**Problem:** Pull out every line in the items below that contains the string "boat" and copy each such line unchanged. Case counts when matching.

**Stored records:**
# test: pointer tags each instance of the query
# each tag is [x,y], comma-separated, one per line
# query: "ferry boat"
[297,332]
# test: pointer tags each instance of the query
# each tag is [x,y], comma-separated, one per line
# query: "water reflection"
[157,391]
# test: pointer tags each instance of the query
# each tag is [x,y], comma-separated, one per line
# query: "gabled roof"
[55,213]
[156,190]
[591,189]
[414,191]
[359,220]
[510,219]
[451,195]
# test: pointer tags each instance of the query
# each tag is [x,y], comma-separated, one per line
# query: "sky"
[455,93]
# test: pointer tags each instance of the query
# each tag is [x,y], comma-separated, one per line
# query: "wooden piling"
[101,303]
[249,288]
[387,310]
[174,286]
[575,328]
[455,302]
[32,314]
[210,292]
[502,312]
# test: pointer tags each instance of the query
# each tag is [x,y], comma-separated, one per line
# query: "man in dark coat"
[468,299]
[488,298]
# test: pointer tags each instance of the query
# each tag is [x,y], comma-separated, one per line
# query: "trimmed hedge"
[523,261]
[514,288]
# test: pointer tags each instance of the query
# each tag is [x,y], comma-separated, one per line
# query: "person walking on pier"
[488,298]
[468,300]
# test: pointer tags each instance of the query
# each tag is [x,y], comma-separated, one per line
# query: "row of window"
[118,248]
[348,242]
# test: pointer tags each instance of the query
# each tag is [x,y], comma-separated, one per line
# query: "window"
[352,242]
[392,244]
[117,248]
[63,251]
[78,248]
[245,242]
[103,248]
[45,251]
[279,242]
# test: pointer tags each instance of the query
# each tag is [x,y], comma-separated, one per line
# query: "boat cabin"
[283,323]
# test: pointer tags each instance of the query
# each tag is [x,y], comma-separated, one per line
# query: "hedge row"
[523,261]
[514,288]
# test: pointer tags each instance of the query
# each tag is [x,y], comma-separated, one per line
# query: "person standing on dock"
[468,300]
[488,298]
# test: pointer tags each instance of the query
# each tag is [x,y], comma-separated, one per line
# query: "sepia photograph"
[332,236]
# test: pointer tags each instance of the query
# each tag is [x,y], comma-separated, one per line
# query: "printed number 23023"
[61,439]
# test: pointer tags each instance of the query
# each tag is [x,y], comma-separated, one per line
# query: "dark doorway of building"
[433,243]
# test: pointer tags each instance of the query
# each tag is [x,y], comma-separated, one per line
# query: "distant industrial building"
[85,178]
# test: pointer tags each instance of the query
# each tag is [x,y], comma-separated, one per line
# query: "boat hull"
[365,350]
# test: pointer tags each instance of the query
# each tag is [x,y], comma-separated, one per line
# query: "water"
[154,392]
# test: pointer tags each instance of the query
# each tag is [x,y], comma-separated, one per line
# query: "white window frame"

**The output:**
# query: "ferry boat"
# query: "boat cabin"
# query: "boat hull"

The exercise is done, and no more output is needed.